=== Material ===

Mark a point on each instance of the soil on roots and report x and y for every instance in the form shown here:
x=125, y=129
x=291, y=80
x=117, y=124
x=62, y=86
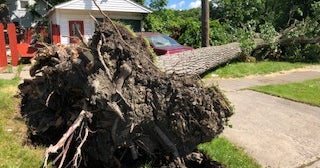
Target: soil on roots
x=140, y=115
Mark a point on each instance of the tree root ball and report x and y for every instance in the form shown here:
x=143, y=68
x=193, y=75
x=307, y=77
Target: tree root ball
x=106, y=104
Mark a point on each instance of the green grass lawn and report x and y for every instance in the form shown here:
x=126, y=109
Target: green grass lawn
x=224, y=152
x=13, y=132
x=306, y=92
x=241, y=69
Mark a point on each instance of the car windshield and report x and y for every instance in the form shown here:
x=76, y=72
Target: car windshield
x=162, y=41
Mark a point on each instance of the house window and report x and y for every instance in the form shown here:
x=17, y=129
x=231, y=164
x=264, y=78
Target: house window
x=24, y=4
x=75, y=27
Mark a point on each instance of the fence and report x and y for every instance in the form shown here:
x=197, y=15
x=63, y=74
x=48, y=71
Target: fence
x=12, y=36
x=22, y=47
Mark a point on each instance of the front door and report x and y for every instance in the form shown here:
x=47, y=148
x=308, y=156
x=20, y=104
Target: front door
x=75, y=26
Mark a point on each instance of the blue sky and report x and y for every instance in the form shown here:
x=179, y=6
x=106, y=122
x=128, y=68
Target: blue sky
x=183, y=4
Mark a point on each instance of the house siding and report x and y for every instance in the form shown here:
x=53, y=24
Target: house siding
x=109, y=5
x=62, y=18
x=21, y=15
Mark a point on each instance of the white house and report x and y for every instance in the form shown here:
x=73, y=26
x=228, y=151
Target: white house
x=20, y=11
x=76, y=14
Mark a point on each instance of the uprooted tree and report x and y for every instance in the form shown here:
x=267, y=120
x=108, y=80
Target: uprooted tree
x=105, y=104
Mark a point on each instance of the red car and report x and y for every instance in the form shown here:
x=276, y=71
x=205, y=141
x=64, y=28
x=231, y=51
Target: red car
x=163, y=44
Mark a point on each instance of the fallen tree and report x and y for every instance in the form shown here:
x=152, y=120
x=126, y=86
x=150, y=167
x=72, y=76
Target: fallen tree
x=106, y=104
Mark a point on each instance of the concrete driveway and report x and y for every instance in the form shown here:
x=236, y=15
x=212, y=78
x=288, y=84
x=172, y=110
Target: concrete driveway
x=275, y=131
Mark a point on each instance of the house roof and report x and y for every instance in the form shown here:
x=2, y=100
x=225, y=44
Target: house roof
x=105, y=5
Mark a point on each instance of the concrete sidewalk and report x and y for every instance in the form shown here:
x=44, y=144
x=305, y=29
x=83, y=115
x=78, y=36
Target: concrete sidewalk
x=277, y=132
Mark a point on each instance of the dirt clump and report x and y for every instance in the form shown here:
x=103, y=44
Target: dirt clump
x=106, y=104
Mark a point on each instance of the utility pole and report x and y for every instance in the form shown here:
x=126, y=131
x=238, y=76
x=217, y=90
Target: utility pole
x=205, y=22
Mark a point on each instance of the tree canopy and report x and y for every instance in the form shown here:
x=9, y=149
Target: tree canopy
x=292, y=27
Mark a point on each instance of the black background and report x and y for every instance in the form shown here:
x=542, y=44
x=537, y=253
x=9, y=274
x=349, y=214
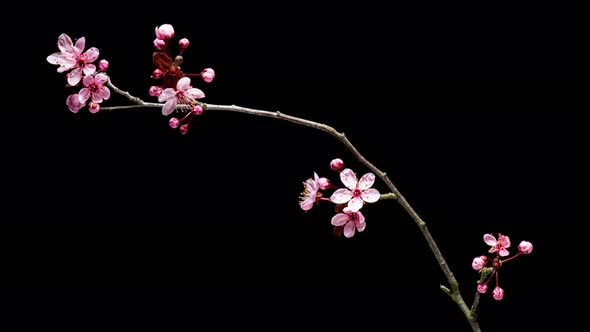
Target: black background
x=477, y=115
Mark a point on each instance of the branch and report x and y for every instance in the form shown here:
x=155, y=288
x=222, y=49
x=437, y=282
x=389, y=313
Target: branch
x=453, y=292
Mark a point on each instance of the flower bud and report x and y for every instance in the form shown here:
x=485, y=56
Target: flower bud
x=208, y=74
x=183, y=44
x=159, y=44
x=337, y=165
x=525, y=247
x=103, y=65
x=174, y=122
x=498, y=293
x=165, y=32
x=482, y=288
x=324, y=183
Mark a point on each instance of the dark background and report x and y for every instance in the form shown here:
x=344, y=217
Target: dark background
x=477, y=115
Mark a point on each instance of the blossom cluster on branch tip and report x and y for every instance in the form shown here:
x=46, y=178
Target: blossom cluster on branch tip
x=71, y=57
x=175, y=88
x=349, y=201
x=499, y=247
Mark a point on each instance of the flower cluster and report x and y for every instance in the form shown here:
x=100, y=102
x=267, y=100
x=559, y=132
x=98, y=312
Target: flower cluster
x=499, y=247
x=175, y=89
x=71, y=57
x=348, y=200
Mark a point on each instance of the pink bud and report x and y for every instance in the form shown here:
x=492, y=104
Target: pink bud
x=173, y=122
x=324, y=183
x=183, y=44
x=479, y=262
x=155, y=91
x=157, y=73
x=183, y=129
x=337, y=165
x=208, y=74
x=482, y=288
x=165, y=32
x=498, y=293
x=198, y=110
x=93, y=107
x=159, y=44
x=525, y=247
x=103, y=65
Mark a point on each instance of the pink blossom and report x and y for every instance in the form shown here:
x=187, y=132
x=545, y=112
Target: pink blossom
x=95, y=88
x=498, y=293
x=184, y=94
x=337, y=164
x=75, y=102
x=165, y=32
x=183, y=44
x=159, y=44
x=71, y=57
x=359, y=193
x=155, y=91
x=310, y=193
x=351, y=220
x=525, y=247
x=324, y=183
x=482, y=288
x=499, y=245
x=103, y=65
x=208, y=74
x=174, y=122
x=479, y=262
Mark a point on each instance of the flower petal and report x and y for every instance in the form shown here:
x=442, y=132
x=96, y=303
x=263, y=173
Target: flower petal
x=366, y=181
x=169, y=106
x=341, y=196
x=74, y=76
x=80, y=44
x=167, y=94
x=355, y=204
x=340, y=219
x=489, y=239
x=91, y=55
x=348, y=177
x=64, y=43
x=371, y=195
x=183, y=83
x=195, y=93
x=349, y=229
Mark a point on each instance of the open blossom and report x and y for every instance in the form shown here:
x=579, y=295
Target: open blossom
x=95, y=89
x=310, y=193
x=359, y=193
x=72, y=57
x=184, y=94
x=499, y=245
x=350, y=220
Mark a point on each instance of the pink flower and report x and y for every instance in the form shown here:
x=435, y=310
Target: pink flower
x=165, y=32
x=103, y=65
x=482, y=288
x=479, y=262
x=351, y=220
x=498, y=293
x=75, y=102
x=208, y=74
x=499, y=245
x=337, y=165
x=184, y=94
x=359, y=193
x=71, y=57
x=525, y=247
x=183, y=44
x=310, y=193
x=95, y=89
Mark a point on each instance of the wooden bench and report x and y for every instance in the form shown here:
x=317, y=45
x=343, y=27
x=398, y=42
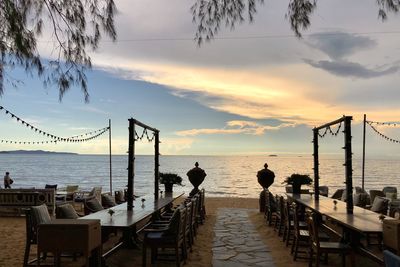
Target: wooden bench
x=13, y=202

==

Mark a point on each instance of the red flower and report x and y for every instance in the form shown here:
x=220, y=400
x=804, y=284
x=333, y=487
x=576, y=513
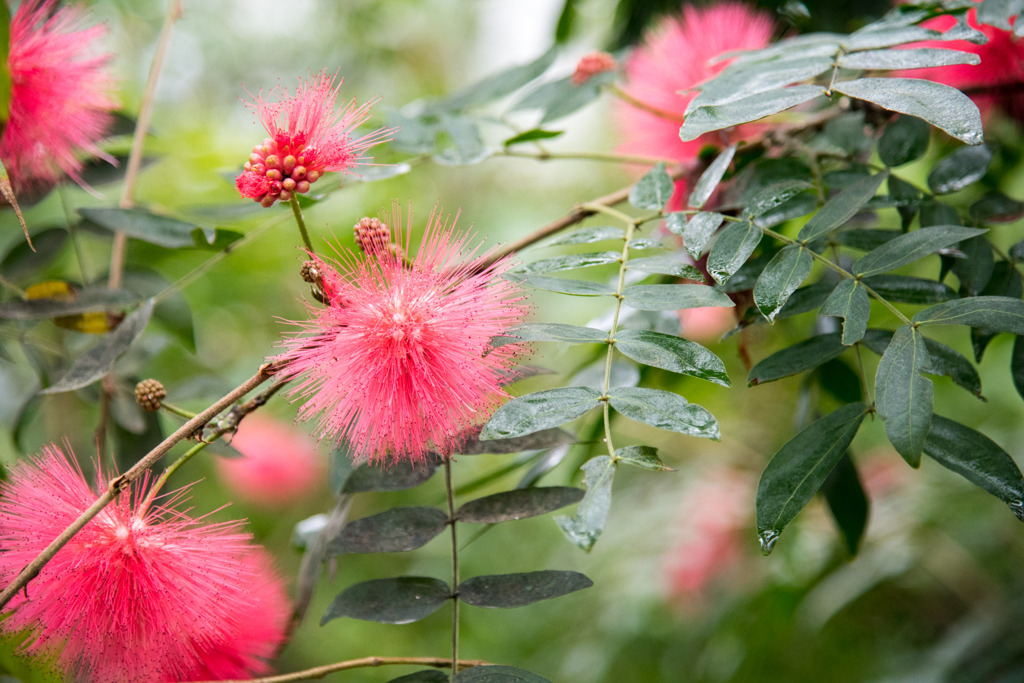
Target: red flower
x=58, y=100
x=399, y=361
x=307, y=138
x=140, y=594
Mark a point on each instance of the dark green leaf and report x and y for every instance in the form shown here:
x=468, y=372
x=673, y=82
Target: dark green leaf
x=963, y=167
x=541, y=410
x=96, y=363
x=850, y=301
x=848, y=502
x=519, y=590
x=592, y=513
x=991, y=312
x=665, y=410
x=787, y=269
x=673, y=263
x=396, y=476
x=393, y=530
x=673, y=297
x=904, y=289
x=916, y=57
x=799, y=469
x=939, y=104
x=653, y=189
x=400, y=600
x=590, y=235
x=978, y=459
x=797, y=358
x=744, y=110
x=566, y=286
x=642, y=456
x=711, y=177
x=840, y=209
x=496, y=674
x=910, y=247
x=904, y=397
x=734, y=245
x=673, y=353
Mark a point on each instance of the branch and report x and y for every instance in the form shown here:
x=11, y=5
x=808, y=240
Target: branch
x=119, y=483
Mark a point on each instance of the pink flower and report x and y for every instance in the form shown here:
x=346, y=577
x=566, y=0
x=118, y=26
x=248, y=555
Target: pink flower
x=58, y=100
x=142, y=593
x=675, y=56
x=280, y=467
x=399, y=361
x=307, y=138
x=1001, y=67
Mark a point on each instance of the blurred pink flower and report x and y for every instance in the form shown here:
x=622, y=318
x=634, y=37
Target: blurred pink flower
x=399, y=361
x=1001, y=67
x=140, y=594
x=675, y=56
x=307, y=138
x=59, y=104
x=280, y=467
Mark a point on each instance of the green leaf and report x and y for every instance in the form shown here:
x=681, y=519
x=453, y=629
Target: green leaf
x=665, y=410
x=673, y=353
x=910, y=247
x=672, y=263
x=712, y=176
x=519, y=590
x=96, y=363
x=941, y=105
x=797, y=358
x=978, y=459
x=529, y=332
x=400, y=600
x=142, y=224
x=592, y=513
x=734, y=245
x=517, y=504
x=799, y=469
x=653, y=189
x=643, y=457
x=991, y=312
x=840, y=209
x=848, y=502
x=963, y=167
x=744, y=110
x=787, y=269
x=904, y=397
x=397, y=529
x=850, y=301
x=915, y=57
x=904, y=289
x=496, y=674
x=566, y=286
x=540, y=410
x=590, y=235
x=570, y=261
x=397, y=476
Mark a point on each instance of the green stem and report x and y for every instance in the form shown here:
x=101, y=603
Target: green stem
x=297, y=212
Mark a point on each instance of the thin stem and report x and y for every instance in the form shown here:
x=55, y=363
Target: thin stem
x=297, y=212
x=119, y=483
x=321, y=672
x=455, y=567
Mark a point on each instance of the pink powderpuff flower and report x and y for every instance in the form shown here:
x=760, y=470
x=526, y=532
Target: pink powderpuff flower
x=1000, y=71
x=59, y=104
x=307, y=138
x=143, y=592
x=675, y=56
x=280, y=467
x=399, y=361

=== Task ===
Print the rows from the line containing "Mark a point on each instance of the soil" through the line containing "x=140, y=115", with both of those lines included. Leave any pictures out of your answer.

=== Result of the exercise ===
Mark a point on each instance of the soil on roots and report x and y for every instance in the form shown here:
x=125, y=129
x=291, y=80
x=117, y=124
x=62, y=86
Target: soil on roots
x=140, y=115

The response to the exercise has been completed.